◆ PROBLEM DETAILS
Exactly reproduce each entry, leaving out nothing.

◆ DATA SUPPLIED

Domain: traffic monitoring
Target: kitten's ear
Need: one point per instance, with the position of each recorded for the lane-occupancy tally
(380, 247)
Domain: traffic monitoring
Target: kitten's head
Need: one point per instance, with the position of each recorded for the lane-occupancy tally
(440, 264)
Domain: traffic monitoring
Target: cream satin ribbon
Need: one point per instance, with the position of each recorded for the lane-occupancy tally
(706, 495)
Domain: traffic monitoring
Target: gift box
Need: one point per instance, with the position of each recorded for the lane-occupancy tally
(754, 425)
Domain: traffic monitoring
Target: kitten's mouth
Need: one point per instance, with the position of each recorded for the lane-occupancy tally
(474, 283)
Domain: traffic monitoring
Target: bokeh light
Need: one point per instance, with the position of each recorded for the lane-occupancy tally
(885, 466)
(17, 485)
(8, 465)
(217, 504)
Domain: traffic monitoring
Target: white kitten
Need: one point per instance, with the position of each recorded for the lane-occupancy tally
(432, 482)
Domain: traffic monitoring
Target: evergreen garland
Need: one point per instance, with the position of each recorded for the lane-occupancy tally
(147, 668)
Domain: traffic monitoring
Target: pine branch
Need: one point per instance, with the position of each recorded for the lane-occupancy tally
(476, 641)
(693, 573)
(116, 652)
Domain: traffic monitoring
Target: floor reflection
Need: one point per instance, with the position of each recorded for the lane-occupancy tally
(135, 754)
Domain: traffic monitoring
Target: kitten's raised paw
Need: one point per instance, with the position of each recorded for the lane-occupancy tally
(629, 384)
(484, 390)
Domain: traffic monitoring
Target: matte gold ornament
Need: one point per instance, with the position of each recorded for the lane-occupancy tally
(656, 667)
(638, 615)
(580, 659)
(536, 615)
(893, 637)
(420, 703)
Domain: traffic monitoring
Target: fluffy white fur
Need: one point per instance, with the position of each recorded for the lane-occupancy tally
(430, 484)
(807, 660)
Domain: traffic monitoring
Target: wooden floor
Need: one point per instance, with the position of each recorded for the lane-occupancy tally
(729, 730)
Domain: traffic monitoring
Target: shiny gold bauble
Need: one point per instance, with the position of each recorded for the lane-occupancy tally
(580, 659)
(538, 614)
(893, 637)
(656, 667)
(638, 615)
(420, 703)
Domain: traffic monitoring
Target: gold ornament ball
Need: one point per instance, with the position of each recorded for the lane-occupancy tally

◆ OUTPUT BELOW
Domain: traffic monitoring
Target: kitten's ear
Need: one point per instance, with the position of each recorded for the lane-occupancy tally
(380, 247)
Domain: traffic monitoring
Target: kitten's head
Need: one point per instance, with the position of each recorded for the lane-occupancy tally
(440, 264)
Domain: traffic monitoring
Target: cream satin ribbon
Need: one point per instance, with the position of each recorded for the lane-occupancy tally
(706, 495)
Domain: traffic monitoring
Target: gift box
Need: one point per instance, with the position of each recorded for the lane-occupancy tally
(754, 425)
Domain: traffic monitoring
Target: kitten's mouth
Need: one point per instance, with the position of each recorded for the lane-occupancy tally
(474, 283)
Domain: traffic monitoring
Target: bokeh light
Need: one point per instance, with the position of each recorded for the lane-occupancy tally
(885, 466)
(17, 485)
(8, 465)
(217, 504)
Domain: traffic monitoring
Target: white kitten
Need: one point per instance, with the position of each recorded for the lane-occupancy tally
(432, 482)
Domain: traffic monitoring
Target: evergreen garland
Need: one point per instance, with the position of each recorded for the lane-occupancy tally
(147, 668)
Domain: traffic monitoring
Target: pine branch
Need: one point per instance, with the position of each recorded for the lane-occupancy tally
(476, 641)
(693, 573)
(116, 652)
Domain: traffic monitoring
Target: floor reflection
Need: one point per instance, with the position of each recorded for the lane-occupancy tally
(135, 754)
Domain: traffic monitoring
Target: kitten's raised paw
Need: one point per instance, with the position of each recorded for the lane-occupancy tally
(629, 384)
(484, 390)
Domain: traffic monitoring
Target: matte gold ornament
Need: one point per instance, with the position of each recorded for the lane-occupancy tally
(656, 667)
(638, 615)
(580, 659)
(536, 615)
(893, 637)
(420, 703)
Domain: traffic monitoring
Target: fluffy white fur
Need: one point per instance, with the position of each recorded for the lane-occupancy tally
(430, 484)
(807, 660)
Domain: traffic monitoring
Target: wooden floor
Need: one point per instance, with the position of each recorded for the lane-occupancy tally
(729, 730)
Domain: traffic monitoring
Target: shiny gold bauble
Need: one point per instance, with the position of each recorded for the lane-occupancy tally
(580, 659)
(538, 614)
(893, 637)
(656, 667)
(638, 615)
(420, 703)
Domain: traffic monitoring
Target: gold ornament ball
Need: one point per instance, with the position of each recorded for the lane-occupancy tally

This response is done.